— Your task —
Write the next few sentences of the news report below on the poll about admission to the 9/11 Museum, picking up after its final sentence.

— Reading text —
+===+
By Jill Colvin | July 28, 2011 12:35pm

MANHATTAN — A majority of New Yorkers believe the 9/11 Museum at the rebuilt World Trade Center should be free, according to a new poll out Thursday.

Of the city voters polled by Quinnipiac, 75 percent believe the museum should be free of charge when it opens next year. Among those who agree that they should charge, 86 percent feel the proposed $25 ticket is too expensive.

“The 9/11 Memorial, which opens in a few weeks, is free, and New Yorkers think the 9/11 Memorial Museum, which opens next year, should be free as well,” Quinnipiac University Polling Institute director Maurice Carroll said.

“And just about everyone says that the $25 admission charge which was floated recently is too high.”

Museum president Joe Daniels announced last month that the museum will charge a fee, likely in the $20 to $25 range, which he likened to the suggested entry fee at the Metropolitan Museum of Art and the charge for MoMA, which just announced its increasing its fee to $25 from $20 this September.
+===+
— Excerpts from a detection dataset —
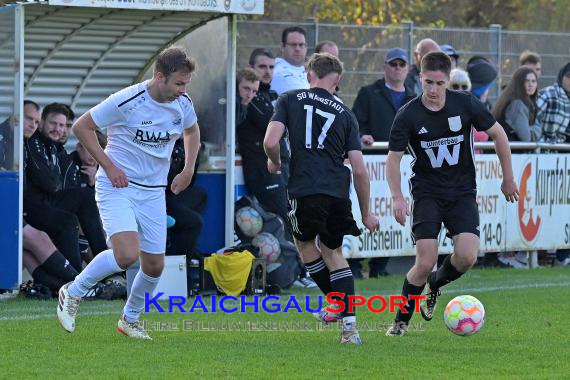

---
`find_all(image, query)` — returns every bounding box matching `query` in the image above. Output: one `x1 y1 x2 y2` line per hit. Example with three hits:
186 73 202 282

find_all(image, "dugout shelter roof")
0 0 263 115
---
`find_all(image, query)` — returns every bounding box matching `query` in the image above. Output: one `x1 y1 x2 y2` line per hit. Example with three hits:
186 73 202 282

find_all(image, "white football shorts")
95 180 166 254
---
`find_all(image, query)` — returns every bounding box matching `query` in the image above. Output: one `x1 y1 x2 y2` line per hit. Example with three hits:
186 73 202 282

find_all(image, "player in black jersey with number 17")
386 52 518 336
263 53 379 344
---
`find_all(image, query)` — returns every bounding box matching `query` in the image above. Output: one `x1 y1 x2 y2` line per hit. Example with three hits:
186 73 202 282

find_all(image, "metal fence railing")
237 20 570 106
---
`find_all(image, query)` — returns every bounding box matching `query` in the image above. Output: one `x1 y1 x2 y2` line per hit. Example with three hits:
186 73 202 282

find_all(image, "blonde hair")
449 69 471 91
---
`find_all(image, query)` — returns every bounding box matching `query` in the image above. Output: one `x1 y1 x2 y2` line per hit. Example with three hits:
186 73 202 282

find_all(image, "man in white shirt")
57 48 200 339
271 26 309 95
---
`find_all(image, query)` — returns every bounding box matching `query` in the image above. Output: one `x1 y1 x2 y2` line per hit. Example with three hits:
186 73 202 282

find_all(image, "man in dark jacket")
237 48 291 236
352 48 414 145
351 48 414 277
24 103 107 271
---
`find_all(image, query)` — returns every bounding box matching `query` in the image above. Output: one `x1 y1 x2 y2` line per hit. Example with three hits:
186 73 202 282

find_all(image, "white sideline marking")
0 282 570 321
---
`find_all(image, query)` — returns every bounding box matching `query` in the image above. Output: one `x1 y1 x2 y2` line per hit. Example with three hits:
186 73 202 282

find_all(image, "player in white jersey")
57 48 200 339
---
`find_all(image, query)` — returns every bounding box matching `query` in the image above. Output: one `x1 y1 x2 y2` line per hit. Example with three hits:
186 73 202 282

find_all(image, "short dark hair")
307 53 343 79
154 48 196 78
236 67 259 83
24 99 40 112
64 104 75 120
519 50 541 66
95 128 107 149
421 51 451 76
249 48 275 66
281 26 307 45
315 40 338 53
42 103 69 120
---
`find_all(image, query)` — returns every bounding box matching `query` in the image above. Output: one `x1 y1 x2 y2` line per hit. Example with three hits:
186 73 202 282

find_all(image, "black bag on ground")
234 196 301 289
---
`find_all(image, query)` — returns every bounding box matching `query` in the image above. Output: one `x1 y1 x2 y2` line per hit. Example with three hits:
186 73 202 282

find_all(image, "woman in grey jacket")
491 66 542 141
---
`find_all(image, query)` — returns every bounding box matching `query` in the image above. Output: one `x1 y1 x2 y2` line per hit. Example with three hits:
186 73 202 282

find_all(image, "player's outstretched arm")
486 122 519 202
348 150 380 232
73 112 129 187
170 123 200 194
263 121 285 174
386 150 410 226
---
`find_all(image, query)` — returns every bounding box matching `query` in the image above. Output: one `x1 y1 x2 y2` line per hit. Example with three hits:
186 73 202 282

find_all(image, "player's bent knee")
415 260 435 278
115 251 139 270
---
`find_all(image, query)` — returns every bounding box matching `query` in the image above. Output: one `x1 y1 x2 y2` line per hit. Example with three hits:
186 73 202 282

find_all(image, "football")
236 206 263 237
443 295 485 336
251 232 281 264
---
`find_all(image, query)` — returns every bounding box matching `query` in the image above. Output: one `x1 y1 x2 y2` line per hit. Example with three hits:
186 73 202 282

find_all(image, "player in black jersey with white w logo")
263 53 379 344
386 52 518 336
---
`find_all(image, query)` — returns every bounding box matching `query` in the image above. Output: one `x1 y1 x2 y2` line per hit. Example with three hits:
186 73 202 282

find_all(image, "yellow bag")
204 250 255 297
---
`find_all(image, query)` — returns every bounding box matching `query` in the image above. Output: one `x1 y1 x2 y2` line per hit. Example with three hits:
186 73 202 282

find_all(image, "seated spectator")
59 130 107 189
449 69 471 92
236 60 292 241
23 100 81 270
24 103 107 270
166 139 208 257
56 104 75 152
271 26 309 95
467 56 498 110
449 69 489 154
22 222 79 294
492 66 542 141
315 40 338 57
519 50 542 79
236 67 259 125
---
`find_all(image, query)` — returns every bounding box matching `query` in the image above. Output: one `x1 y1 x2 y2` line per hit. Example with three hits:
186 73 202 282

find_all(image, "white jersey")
271 58 309 95
90 81 197 187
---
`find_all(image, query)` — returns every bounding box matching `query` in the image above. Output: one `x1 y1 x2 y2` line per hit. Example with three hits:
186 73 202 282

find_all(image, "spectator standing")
405 38 441 96
536 62 570 266
271 26 309 95
492 66 542 141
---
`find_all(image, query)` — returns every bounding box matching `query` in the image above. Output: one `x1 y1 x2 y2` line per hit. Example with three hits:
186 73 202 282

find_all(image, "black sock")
396 277 425 324
305 257 331 295
330 267 356 317
40 250 79 283
428 255 463 290
32 266 68 292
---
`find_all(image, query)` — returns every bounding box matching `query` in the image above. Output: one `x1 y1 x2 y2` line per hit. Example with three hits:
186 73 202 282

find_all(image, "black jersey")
271 88 362 198
389 90 495 198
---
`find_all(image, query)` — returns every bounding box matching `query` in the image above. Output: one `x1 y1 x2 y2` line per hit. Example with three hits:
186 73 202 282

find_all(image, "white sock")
123 268 160 323
67 249 123 297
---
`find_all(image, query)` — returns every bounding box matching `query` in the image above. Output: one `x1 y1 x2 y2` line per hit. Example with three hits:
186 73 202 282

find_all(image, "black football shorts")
412 194 479 243
288 194 360 249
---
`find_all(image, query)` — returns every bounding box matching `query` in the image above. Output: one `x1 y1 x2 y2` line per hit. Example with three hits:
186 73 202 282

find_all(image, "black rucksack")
234 195 301 289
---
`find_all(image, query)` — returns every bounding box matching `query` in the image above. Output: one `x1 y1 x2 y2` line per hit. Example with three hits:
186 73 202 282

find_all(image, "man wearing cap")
352 48 414 145
352 48 414 278
440 45 459 70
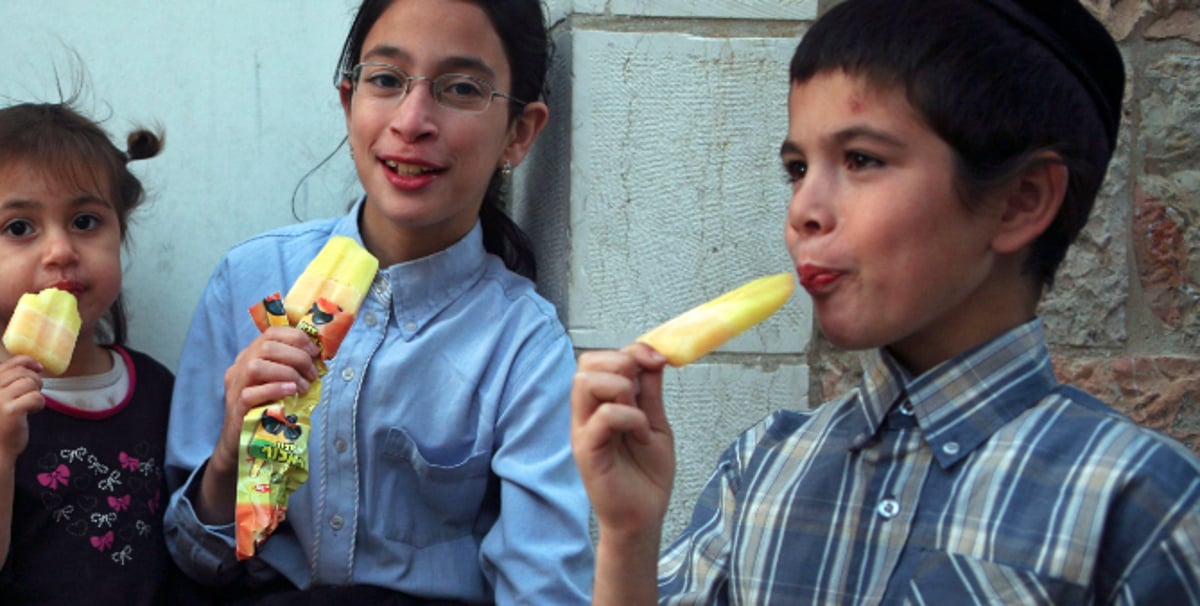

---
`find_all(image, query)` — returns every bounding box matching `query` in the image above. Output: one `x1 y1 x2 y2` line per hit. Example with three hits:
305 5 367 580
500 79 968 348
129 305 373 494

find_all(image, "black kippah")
984 0 1124 151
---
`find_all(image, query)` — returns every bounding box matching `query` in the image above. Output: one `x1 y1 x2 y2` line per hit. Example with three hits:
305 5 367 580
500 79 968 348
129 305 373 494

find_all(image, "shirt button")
875 499 900 520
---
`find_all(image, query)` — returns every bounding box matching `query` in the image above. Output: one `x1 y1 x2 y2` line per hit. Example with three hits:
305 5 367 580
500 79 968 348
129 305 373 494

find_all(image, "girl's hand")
0 355 46 462
571 343 674 540
209 326 318 474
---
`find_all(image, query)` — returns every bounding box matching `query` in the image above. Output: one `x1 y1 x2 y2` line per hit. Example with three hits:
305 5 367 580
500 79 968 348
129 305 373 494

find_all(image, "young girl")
0 103 173 604
572 0 1200 606
167 0 592 605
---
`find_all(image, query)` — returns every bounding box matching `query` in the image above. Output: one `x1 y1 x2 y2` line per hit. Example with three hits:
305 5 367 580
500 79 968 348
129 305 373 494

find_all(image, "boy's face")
0 161 121 355
780 71 1013 372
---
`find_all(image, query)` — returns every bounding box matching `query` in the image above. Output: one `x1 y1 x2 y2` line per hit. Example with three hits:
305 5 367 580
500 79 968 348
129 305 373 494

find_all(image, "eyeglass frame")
342 61 529 114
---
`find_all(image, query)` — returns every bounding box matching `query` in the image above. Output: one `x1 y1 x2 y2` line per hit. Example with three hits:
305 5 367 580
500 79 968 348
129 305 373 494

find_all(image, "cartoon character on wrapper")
235 293 354 559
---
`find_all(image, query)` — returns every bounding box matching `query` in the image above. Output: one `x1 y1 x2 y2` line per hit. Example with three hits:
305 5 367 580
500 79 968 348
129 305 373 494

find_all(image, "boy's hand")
209 326 318 473
571 343 674 540
0 355 46 462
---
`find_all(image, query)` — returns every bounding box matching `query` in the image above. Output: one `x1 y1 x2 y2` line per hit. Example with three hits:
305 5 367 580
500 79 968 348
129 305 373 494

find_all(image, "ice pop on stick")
637 274 796 366
4 287 80 374
283 235 379 326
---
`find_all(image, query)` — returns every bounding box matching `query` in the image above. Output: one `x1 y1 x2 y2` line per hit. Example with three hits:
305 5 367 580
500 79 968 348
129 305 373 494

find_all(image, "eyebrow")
0 194 112 210
779 126 907 156
362 44 496 79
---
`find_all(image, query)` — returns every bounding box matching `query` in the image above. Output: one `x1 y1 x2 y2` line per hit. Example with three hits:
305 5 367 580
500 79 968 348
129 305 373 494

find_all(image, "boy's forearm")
592 528 661 606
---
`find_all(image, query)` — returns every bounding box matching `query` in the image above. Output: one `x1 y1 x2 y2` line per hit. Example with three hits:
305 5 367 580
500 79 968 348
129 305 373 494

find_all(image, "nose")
390 78 438 142
787 173 836 238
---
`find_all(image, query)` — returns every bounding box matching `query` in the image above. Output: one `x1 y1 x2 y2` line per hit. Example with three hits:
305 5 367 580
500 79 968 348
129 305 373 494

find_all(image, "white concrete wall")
0 0 816 549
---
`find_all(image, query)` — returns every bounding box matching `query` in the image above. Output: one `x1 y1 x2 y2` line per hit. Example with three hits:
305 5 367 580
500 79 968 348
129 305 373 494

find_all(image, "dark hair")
790 0 1124 287
0 101 163 344
334 0 550 280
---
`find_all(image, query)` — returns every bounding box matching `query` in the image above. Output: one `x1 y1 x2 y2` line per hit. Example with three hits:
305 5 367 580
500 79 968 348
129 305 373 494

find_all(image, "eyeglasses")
346 62 526 114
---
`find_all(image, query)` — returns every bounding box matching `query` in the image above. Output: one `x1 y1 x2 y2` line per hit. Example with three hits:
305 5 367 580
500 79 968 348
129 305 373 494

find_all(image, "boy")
572 0 1200 605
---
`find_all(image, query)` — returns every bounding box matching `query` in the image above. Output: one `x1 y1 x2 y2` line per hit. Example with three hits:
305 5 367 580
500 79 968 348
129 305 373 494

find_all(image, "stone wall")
810 0 1200 454
537 0 1200 538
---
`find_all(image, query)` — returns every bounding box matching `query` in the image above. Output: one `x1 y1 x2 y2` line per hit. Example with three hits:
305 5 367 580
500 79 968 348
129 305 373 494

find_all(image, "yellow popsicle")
637 274 796 366
4 288 80 374
283 235 379 326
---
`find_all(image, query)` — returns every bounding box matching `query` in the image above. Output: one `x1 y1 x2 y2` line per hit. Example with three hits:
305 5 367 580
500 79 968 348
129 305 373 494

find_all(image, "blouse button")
875 499 900 520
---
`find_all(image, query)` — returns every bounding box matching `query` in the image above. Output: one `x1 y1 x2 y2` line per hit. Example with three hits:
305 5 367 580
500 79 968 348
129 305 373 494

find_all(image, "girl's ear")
500 101 550 166
991 151 1068 253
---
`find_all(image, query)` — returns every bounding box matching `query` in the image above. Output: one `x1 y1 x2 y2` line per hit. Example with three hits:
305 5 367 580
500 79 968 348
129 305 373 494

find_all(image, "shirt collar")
334 197 487 340
859 318 1057 468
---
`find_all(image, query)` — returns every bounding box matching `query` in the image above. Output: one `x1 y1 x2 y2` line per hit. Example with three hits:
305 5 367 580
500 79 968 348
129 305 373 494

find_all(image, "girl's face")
0 161 121 360
341 0 546 265
781 71 1013 372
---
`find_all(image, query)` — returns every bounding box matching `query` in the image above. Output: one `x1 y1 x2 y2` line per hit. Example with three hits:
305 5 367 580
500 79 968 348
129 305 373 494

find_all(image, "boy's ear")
337 79 353 120
991 151 1067 253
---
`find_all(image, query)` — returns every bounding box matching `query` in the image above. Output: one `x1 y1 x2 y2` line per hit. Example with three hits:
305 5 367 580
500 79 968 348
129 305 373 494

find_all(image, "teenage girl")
167 0 593 605
0 103 173 605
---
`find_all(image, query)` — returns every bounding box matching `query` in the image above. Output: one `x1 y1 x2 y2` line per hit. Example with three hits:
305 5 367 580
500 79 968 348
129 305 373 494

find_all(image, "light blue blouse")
166 200 593 605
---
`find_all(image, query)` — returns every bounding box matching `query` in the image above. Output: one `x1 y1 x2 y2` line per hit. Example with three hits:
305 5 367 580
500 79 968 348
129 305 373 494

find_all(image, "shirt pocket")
379 427 491 547
905 551 1091 605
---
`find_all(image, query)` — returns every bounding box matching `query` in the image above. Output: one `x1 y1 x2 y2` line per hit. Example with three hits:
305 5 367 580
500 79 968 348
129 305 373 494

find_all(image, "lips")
383 160 442 178
799 263 841 293
50 280 84 298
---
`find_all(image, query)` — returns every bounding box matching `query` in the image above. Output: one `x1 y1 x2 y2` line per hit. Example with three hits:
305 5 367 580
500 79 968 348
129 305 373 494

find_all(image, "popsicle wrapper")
234 236 378 559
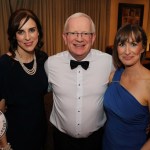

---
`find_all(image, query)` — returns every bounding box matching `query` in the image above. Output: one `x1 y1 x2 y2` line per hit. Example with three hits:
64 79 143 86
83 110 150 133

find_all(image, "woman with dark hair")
103 24 150 150
0 9 48 150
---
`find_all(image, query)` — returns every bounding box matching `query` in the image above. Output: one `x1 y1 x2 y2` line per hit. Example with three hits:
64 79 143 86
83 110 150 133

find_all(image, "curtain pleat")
0 0 116 55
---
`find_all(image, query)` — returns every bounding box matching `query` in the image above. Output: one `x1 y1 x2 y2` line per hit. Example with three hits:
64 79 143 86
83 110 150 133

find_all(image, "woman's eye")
17 30 24 35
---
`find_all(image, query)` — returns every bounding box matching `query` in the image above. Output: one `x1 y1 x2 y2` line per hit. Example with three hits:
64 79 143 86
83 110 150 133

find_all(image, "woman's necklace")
15 50 37 75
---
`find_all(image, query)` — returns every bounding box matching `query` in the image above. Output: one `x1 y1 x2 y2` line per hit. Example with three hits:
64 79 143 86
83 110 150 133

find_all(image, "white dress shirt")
45 49 114 138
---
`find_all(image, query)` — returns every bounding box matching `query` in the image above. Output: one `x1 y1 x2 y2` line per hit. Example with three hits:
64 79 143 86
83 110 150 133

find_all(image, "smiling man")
45 13 114 150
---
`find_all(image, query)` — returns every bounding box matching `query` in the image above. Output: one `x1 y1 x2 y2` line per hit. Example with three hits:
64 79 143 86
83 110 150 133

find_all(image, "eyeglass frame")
65 32 94 38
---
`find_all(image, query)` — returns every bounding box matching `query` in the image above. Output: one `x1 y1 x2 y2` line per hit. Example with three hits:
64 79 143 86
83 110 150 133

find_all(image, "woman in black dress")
0 9 48 150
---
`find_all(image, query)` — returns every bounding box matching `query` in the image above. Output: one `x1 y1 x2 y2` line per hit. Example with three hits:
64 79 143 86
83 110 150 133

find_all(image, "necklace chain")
15 51 37 75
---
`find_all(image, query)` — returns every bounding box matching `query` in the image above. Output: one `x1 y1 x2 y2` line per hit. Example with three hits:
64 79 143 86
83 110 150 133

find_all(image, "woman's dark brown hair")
112 24 147 68
7 9 43 57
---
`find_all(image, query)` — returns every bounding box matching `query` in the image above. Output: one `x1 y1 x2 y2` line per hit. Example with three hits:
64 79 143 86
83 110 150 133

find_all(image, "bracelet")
0 143 13 150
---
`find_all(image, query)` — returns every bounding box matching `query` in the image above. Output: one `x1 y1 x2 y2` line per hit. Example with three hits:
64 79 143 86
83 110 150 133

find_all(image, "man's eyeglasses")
65 32 93 38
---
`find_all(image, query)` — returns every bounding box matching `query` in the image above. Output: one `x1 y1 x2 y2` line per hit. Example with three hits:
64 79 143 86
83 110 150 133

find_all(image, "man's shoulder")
47 51 68 63
91 49 112 59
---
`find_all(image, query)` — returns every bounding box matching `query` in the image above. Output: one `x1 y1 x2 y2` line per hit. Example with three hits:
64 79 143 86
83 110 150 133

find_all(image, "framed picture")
118 3 144 28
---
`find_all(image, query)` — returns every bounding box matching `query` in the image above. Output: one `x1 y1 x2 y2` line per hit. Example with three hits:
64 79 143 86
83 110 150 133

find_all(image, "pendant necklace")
15 51 37 75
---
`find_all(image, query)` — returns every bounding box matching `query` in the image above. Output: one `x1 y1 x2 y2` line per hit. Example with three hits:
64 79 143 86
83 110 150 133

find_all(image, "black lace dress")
0 52 48 150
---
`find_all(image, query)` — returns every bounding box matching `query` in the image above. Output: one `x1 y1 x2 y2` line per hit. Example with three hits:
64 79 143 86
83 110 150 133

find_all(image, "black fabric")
70 60 89 70
53 127 103 150
0 51 48 150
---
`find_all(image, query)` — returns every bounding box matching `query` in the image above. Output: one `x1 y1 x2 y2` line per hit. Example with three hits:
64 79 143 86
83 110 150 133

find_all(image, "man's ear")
62 33 67 45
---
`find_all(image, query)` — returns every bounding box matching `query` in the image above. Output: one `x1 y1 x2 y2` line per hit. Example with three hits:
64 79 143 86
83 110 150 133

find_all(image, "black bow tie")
70 60 89 70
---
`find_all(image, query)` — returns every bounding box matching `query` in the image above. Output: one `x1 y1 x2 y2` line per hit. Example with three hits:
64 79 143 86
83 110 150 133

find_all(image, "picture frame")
117 3 144 29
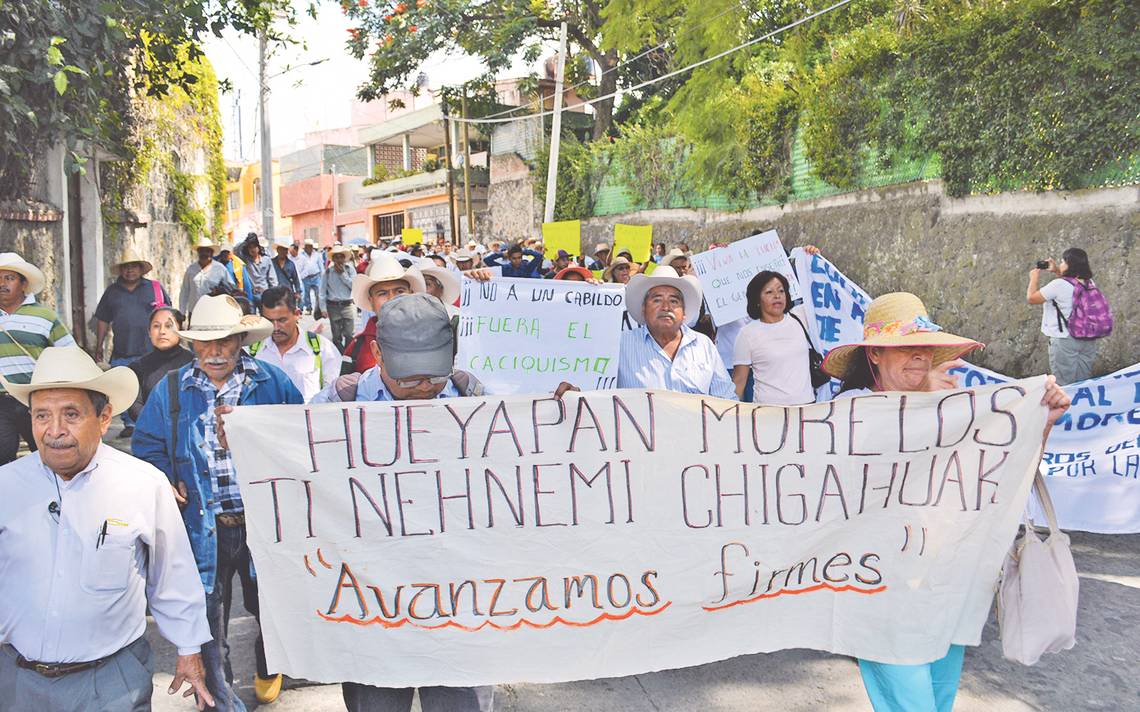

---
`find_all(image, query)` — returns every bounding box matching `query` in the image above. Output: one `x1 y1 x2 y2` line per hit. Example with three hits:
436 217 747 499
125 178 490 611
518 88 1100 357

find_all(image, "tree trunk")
594 49 618 141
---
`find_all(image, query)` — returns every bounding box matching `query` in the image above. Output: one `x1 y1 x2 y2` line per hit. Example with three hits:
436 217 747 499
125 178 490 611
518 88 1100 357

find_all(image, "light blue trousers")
858 645 966 712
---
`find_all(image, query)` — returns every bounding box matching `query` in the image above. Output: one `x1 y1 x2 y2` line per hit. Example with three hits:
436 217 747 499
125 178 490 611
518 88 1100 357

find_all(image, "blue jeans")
301 275 320 309
858 645 966 712
111 355 143 427
202 526 269 712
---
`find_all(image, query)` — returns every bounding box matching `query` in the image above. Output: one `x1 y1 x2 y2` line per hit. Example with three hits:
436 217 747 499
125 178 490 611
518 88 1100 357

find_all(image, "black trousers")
0 393 35 465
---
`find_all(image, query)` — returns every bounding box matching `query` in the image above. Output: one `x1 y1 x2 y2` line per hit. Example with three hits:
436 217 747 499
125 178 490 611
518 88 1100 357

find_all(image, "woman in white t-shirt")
732 271 815 406
1026 247 1097 385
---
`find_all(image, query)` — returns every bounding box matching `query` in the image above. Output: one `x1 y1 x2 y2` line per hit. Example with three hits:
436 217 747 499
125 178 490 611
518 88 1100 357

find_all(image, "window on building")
374 213 404 239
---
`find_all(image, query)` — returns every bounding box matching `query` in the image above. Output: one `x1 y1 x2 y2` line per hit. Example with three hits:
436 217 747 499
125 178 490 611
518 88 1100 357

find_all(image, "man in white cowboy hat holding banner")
341 252 428 374
131 295 303 711
0 346 213 711
95 247 170 437
0 252 75 465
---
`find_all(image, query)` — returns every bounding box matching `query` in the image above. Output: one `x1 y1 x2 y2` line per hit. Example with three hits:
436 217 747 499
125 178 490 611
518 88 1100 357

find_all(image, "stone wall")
581 181 1140 377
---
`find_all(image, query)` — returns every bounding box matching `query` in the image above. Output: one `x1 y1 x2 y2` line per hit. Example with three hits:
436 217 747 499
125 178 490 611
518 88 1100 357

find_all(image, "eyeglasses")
394 374 451 388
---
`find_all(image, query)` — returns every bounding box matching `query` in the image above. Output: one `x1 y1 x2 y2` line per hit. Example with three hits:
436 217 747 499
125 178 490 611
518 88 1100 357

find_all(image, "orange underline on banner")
701 583 887 612
317 600 673 632
317 547 333 568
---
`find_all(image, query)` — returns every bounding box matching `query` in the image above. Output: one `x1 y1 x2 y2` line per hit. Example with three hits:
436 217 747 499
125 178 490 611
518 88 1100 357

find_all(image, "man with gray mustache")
131 295 304 712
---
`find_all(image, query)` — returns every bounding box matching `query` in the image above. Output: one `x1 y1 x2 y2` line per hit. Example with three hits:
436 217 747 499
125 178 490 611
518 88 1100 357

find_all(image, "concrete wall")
583 181 1140 377
480 154 543 243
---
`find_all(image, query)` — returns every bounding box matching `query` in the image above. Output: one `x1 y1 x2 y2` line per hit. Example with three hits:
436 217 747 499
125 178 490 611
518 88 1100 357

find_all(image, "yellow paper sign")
543 220 581 260
613 223 653 262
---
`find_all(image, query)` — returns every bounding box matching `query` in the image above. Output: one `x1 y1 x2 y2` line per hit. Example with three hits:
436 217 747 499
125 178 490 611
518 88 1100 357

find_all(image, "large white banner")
792 248 1140 534
226 377 1045 687
455 278 626 394
690 230 799 326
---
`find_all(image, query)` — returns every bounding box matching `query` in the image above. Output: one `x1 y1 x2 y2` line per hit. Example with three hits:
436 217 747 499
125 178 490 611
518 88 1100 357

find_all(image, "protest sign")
792 248 1140 534
690 230 799 326
791 247 871 401
226 377 1045 687
455 278 626 394
613 223 653 262
543 220 581 260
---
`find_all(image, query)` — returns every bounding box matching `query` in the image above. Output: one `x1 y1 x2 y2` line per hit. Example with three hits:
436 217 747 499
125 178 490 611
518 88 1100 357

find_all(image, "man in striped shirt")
0 252 75 465
618 267 736 400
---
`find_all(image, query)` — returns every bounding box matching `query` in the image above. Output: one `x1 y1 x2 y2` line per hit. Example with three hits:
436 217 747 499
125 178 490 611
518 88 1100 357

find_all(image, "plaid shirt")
182 352 258 515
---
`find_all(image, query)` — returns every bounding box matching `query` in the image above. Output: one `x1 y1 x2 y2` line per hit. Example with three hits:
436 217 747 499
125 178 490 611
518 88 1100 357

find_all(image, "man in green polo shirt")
0 252 75 465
+===+
— Answer to this problem —
The money will be used to run the museum and maintain the 8-acre, tree-shaded memorial plaza, which is opening this September 11 with waterfalls in the Twin Towers footprints.

Mayor Michael Bloomberg has voiced support for the decision, arguing that New Yorkers who already pay $12 to see a movie shouldn't mind paying twice that to visit the museum.

"Given people pay 12, 15 bucks to go to the movies in a lot of parts of the city, if you have a nominal charge that helps pay the bills, I certainly have no objections to that," he said in June.

The poll of 1,234 registered voters has a margin of error of plus or minus 2.8 percent.